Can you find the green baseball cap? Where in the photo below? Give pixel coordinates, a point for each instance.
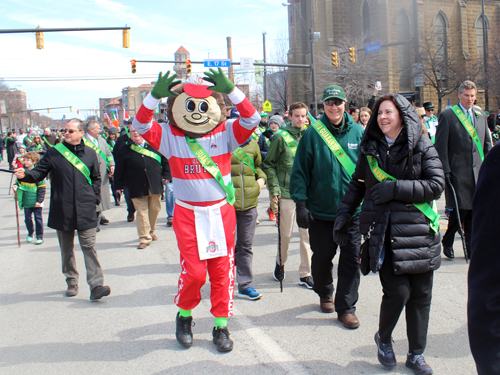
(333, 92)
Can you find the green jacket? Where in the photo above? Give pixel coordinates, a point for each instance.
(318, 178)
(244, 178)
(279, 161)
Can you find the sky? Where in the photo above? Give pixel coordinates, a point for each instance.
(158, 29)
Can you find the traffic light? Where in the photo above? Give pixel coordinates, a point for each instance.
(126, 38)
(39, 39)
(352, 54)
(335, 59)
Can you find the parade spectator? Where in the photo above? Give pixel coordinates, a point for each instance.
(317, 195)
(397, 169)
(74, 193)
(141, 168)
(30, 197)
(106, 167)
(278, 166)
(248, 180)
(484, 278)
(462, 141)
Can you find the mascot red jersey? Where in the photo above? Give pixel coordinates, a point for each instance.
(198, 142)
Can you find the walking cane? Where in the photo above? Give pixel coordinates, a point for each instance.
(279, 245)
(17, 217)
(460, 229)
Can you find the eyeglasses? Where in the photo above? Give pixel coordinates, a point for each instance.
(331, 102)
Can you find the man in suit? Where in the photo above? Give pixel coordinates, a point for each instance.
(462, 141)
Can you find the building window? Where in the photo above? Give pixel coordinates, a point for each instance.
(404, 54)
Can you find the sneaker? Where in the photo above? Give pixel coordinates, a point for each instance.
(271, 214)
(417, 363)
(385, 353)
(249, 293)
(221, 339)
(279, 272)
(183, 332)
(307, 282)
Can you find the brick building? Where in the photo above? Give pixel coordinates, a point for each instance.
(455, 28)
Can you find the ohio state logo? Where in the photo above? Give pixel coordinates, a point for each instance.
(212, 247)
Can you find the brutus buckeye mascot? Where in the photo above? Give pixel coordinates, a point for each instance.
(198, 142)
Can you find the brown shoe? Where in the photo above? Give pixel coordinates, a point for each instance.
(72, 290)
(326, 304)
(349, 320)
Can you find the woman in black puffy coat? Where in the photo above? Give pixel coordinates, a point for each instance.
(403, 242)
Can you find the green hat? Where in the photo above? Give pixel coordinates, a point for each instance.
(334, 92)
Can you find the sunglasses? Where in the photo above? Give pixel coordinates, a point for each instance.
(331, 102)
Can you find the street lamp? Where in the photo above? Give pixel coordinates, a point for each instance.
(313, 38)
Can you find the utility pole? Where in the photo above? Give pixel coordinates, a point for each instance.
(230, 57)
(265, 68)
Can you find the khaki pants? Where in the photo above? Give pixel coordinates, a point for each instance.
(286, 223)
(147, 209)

# # # #

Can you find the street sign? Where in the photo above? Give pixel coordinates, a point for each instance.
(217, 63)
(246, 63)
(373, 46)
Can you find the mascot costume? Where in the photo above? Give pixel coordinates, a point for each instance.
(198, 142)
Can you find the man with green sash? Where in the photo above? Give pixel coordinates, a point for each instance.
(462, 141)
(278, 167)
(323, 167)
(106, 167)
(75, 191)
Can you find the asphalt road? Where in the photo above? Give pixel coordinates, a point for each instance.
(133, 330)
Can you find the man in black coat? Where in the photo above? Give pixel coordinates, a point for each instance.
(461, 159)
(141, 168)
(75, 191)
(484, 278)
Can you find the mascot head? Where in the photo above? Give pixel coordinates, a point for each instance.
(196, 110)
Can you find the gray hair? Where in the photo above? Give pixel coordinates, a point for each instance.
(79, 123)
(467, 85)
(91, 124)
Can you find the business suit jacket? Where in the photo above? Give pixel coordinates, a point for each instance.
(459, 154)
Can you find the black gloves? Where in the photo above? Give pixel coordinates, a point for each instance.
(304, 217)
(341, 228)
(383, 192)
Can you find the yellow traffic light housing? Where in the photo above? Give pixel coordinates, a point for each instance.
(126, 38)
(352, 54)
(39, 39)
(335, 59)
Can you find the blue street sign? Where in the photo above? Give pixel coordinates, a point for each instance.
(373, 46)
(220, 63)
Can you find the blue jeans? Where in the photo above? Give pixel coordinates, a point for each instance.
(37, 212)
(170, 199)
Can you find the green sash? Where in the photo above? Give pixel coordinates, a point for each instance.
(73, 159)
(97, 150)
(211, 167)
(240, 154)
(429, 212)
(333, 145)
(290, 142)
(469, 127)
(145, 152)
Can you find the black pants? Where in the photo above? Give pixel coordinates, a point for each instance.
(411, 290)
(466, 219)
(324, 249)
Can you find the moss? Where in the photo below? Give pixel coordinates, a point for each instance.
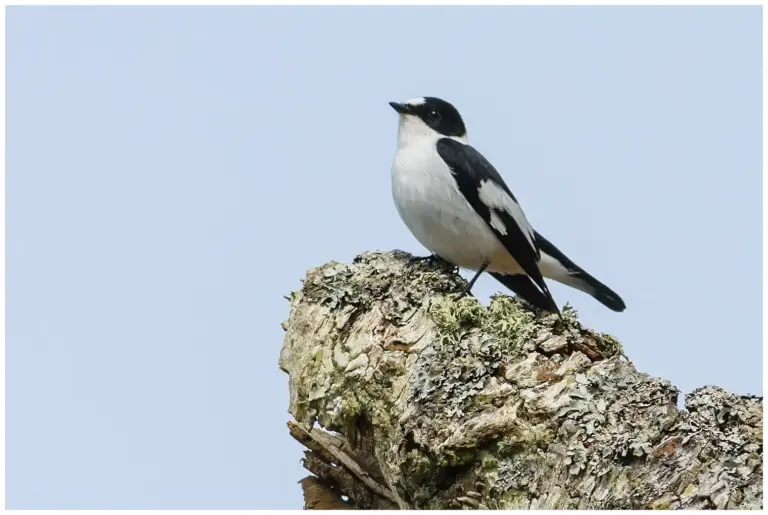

# # # #

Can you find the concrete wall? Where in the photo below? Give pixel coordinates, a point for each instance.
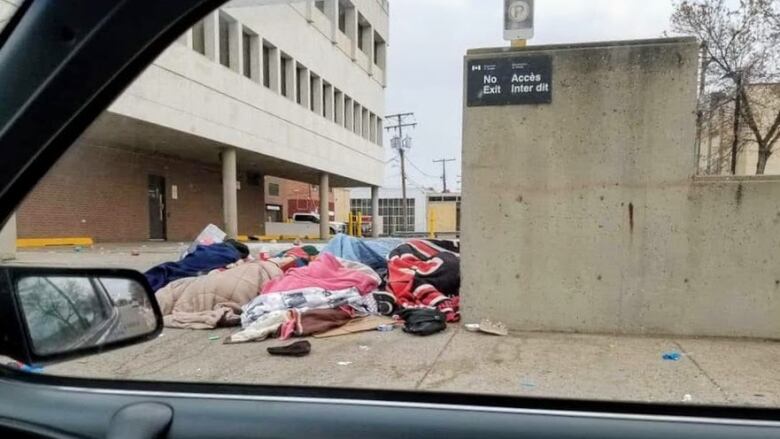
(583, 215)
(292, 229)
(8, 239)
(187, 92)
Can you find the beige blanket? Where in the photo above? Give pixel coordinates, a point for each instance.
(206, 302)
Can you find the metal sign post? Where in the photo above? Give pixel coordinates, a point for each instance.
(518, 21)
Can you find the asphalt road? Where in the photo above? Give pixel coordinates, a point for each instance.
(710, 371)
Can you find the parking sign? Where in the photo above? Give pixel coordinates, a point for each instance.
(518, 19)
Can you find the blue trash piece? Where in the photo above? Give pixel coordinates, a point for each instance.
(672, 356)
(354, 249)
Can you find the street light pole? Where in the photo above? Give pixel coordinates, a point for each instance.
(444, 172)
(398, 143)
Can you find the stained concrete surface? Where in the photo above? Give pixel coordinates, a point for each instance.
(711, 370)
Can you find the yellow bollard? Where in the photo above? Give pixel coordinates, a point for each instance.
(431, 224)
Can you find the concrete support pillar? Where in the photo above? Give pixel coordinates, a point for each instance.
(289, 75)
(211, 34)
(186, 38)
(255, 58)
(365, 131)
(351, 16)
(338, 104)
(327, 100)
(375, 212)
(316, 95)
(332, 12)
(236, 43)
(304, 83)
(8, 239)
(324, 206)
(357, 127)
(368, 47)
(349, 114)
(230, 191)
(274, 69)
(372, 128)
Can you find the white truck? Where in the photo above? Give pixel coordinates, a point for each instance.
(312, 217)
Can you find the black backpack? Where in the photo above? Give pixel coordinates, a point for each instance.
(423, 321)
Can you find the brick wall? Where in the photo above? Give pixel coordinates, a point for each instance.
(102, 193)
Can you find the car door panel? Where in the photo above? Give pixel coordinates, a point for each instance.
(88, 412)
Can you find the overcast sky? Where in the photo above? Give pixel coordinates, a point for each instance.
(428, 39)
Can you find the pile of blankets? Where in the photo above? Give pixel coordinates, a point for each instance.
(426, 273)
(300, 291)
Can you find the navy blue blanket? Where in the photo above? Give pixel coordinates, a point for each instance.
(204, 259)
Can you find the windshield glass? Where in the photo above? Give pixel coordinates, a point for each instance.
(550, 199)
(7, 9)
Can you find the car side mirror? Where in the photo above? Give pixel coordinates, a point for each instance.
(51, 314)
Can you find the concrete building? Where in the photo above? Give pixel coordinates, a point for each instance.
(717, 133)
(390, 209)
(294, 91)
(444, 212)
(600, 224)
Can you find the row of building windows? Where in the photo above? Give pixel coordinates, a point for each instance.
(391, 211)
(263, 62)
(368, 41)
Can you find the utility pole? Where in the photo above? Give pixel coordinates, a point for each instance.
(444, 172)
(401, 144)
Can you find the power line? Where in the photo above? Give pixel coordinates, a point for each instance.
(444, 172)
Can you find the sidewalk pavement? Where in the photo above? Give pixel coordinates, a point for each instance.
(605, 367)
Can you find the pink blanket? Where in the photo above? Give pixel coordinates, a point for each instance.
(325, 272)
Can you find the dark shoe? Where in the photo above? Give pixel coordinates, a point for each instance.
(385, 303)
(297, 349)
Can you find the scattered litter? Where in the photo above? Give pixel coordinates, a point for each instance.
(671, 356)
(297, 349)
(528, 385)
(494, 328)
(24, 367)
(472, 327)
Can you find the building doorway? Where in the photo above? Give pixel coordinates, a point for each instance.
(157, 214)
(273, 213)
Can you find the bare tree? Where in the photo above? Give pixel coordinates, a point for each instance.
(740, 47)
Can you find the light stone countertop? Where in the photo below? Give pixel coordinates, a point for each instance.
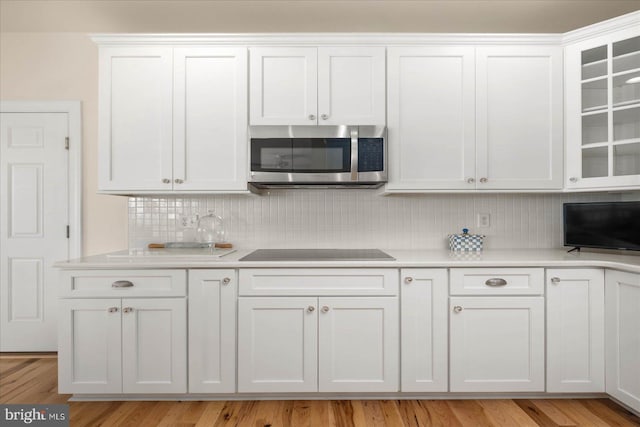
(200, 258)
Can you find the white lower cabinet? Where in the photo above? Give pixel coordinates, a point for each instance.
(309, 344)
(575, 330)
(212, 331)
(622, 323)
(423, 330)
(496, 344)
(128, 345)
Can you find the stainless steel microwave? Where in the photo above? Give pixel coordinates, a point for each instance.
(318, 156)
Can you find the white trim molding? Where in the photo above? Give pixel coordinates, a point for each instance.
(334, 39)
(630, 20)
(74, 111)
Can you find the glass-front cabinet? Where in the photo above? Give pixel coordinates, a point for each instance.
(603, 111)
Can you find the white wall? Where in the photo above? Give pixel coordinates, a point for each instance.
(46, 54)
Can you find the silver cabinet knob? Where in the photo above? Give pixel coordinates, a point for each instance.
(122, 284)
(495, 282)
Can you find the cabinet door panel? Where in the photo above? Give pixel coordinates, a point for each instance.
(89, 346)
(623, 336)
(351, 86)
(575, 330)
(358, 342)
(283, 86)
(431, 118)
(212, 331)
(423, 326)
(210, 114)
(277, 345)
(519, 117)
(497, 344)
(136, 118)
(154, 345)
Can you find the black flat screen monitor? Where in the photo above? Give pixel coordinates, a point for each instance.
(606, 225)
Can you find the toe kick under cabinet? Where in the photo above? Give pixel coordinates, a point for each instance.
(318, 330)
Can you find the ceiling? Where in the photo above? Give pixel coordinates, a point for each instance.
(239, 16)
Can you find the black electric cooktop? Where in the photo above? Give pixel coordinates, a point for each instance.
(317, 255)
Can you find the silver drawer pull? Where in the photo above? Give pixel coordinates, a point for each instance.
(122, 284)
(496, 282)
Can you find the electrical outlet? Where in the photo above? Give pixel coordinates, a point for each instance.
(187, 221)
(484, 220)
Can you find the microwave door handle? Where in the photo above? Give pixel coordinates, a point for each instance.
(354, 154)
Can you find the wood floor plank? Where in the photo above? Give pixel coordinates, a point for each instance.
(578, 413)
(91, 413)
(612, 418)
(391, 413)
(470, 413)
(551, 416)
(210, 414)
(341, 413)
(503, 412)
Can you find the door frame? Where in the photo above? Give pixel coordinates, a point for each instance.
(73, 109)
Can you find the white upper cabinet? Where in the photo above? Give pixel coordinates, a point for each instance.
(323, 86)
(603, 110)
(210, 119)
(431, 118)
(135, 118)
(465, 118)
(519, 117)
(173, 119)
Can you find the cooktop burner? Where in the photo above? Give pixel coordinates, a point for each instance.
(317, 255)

# # # #

## To do
Locate each line in the records that contains the word "brick", and copy every such line in full.

## Reply to the exercise
Can you find the brick building? Where in the photo above? Give pixel coordinates, a point for each instance.
Can you find the brick wall? Where in the photo above? Give pixel coordinates, a point for each instance.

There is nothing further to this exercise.